Source material START
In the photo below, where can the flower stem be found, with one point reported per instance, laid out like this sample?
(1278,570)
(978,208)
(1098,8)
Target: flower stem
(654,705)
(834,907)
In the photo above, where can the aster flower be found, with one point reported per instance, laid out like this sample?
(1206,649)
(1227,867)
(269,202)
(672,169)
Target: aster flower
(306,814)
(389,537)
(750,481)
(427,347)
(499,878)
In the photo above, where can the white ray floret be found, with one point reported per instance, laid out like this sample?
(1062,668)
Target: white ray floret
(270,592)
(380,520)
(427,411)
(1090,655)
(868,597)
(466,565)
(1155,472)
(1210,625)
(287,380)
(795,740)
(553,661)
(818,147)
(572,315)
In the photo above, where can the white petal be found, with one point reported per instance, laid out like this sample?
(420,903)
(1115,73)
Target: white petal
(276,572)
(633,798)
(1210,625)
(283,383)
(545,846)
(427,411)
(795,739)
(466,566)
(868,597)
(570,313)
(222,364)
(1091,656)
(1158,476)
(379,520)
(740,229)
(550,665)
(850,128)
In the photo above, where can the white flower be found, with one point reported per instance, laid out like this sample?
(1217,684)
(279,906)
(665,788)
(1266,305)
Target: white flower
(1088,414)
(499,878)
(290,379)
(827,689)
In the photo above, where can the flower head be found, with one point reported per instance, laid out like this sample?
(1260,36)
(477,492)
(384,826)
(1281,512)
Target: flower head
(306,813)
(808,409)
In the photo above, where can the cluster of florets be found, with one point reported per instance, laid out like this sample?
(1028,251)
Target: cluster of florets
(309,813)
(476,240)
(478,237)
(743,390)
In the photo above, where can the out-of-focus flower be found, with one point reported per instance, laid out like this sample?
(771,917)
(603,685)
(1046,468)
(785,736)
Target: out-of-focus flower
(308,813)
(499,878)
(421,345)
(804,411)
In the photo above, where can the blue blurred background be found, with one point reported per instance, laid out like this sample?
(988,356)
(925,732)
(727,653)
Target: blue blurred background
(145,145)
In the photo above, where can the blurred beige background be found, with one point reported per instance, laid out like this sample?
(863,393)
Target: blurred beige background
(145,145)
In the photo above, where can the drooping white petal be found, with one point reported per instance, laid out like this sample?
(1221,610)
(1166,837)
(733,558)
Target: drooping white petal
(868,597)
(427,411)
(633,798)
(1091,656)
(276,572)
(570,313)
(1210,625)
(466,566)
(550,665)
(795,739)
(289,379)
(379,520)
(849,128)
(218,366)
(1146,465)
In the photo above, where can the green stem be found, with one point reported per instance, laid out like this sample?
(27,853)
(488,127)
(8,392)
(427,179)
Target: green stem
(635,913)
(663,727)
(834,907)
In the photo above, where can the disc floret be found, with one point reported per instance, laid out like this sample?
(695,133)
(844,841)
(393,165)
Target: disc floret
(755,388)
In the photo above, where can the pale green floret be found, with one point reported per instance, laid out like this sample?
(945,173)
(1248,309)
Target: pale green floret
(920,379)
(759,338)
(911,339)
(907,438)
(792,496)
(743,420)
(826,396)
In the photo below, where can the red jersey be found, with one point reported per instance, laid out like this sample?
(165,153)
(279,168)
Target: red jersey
Source material END
__Prompt__
Scan the data for lines with the word "below". Report only how many there are.

__Result of this task__
2